** TRECHO DO DOCUMENTO **
O curta “Bloody Dairy” (2015), projeto de 100 dias de animações em gif,
e mais uma amostra de como os gatos cada vez mais estão tomando conta da
Internet com memes e vídeos virais, superando os seu eternos rivais: os cães.
Tornou-se fenômeno cultural, merecendo até uma exposição no Museum of Moving
Image em Nova York. Por que gatos ao invés de cachorros? A questão pode parecer
inútil e superficial, mas também pode nos conectar com os milenares simbolismos
ocultos e esotéricos dos gatos como guardiões e mediações com outros mundos. Portanto,
para onde os gatos nos apontam em memes e vídeos? Estamos diante de um fenômeno
sincromístico em plena cultura high tech?
Bloody Dairy é um projeto para 100 dias de
animações diárias. A animadora e designer Min Liu criou um gif animado por dia
nesse período de tempo. Tudo feito à mão, frame por frame, inspirado em
momentos cotidianos de encontro com objetos, fantasias mas, principalmente, com
gatos.
Para Min Liu a
melhor parte do projeto era a necessidade de terminar a animação, fazer o upload antes da meia noite de cada
dia e receber o feedback das pessoas em várias partes do mundo.

** DADOS FORNECIDOS **
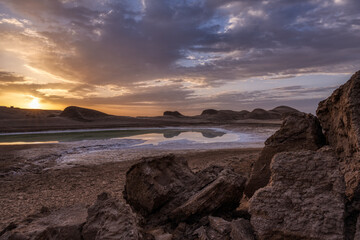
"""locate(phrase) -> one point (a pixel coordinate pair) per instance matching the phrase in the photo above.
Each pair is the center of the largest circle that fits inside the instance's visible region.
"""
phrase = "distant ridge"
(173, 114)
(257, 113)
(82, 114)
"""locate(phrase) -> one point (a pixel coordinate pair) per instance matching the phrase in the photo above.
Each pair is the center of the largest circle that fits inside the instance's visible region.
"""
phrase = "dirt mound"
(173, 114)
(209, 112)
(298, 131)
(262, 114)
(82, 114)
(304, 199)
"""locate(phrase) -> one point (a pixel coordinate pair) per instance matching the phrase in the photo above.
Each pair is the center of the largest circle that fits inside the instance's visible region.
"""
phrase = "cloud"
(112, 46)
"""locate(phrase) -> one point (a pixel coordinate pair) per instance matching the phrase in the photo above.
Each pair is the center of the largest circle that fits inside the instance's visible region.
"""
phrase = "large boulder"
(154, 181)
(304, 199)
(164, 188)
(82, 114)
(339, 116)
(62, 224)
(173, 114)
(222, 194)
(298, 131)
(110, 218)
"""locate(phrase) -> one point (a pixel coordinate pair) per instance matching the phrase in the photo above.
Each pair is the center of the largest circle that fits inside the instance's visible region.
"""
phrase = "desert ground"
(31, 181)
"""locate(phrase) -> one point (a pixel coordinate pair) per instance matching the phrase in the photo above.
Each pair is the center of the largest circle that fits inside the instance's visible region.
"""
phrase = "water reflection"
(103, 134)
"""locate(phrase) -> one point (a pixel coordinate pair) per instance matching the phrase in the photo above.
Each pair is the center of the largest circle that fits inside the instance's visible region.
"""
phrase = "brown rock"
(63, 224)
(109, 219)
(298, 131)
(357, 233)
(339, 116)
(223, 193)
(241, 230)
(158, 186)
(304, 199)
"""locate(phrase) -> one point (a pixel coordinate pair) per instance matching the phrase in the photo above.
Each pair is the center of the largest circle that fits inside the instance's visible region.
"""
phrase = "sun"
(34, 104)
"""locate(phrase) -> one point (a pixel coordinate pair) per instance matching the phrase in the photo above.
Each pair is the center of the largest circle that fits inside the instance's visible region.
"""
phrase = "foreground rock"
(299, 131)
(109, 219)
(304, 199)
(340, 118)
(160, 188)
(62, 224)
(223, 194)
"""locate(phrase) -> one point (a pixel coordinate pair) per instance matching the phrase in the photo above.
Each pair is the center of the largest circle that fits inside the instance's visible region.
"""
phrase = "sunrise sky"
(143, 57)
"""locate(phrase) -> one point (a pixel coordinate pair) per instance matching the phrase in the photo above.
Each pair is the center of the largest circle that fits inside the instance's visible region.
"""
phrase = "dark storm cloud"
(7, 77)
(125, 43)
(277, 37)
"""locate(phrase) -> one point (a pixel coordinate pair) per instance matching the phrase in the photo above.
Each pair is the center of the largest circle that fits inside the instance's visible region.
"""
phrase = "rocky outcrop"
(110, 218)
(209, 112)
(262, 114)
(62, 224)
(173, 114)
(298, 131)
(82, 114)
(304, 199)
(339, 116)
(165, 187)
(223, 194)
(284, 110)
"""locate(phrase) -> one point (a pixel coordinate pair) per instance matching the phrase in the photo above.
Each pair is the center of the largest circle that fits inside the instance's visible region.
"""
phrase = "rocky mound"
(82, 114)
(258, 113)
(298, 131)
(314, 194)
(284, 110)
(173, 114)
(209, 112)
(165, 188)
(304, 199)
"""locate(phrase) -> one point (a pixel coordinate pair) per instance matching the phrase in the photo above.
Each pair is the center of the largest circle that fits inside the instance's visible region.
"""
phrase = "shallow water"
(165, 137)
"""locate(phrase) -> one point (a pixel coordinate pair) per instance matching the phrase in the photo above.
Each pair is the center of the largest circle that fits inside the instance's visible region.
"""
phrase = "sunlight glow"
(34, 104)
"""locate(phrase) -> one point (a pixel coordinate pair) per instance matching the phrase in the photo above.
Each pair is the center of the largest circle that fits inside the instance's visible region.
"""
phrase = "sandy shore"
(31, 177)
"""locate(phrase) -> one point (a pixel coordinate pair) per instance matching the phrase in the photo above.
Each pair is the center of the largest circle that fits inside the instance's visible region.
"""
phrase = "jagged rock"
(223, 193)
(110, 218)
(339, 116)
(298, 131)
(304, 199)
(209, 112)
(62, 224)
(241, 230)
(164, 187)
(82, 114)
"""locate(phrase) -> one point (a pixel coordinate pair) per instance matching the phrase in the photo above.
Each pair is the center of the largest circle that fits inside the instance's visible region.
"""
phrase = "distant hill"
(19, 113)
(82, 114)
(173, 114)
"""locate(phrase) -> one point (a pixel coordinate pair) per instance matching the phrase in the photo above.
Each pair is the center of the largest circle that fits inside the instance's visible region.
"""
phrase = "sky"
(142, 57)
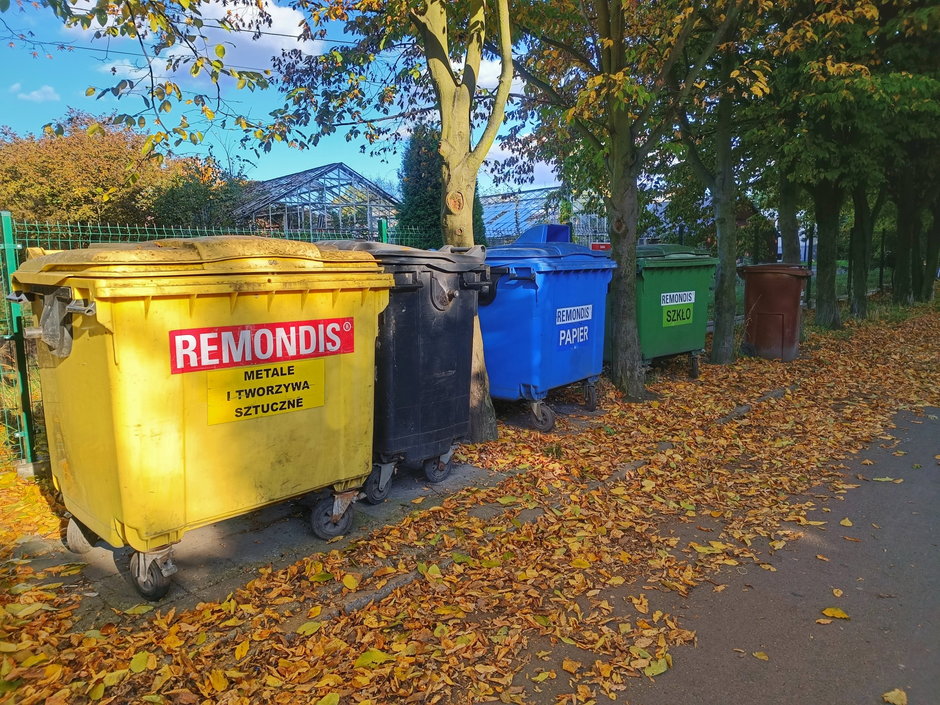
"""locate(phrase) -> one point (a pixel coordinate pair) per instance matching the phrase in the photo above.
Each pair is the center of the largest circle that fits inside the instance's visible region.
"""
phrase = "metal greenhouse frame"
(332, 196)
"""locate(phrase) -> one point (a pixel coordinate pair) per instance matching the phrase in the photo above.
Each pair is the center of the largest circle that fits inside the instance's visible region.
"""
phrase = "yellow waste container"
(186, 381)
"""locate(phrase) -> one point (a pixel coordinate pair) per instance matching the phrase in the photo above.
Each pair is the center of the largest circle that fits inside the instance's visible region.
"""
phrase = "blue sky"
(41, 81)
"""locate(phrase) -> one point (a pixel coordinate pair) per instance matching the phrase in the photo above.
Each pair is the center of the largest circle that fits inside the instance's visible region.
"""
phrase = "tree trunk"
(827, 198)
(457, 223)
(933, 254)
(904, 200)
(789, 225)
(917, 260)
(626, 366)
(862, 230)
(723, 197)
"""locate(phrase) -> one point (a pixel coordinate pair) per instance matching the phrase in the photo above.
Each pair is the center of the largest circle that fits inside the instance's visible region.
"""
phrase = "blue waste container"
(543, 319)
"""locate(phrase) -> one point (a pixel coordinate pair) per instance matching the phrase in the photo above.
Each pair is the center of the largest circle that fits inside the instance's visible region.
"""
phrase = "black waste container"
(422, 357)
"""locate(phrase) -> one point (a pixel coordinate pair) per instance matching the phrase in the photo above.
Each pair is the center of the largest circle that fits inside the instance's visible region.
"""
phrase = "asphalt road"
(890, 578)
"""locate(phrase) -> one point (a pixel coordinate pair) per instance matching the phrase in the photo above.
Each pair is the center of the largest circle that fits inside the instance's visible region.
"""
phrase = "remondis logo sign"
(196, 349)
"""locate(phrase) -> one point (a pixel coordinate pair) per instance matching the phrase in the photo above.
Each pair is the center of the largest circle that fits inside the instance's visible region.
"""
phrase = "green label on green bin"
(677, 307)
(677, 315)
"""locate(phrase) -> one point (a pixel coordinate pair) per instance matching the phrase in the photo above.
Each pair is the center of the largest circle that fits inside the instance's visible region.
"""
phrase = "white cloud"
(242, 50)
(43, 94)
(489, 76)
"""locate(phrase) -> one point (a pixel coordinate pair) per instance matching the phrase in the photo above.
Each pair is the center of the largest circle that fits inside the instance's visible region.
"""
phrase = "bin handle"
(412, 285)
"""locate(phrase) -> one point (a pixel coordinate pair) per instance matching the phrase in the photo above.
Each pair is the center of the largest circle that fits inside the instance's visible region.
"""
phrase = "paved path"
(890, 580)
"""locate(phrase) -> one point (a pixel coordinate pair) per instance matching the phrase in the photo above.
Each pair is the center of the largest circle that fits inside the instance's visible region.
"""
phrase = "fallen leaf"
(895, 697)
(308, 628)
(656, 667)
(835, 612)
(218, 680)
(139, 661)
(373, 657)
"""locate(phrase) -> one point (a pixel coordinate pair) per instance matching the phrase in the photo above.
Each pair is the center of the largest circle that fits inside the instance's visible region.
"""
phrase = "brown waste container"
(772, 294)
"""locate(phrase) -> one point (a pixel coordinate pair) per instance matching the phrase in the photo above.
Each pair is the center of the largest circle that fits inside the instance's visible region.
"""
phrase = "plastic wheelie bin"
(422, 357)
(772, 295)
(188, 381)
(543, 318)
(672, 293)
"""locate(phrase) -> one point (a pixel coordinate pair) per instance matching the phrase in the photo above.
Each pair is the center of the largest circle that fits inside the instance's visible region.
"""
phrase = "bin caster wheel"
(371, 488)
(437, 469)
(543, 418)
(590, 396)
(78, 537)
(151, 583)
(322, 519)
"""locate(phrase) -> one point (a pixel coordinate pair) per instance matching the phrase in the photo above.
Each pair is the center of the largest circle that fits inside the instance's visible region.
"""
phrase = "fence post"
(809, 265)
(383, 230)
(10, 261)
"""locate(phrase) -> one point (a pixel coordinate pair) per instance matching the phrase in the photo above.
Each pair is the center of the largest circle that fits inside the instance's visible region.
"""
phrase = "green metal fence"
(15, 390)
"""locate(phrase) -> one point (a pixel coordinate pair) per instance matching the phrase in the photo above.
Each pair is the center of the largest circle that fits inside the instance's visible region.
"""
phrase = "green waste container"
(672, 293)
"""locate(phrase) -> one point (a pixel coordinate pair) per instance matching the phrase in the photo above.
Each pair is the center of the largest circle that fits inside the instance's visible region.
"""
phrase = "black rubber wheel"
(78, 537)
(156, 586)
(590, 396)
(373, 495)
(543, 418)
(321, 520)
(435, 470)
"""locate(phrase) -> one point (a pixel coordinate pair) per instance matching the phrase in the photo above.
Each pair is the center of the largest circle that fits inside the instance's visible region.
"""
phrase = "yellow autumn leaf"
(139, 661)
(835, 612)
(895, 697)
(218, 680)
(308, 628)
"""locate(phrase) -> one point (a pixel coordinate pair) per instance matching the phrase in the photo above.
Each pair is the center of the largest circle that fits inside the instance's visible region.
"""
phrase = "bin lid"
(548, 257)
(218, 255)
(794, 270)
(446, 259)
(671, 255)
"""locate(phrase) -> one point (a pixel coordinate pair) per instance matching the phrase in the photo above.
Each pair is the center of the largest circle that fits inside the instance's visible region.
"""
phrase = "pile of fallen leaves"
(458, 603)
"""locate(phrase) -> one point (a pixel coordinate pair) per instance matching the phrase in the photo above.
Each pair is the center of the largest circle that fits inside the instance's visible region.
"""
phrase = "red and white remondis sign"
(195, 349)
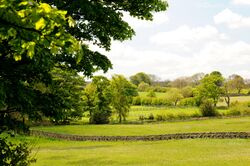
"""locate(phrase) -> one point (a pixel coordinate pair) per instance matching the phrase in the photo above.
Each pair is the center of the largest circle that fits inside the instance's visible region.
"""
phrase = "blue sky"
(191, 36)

** TAREFAS DO EXERCÍCIO **
A) Transcreva literalmente o trecho do texto sobre o projeto Bloody Dairy entre "Para Min Liu" e "partes do mundo.", inclusive.
B) De acordo com o texto sobre o projeto Bloody Dairy, quem criou um gif animado por dia durante o projeto?

** RESPOSTAS FINAIS **
A)
Para Min Liu a
melhor parte do projeto era a necessidade de terminar a animação, fazer o upload antes da meia noite de cada
dia e receber o feedback das pessoas em várias partes do mundo.

B) A animadora e designer Min Liu.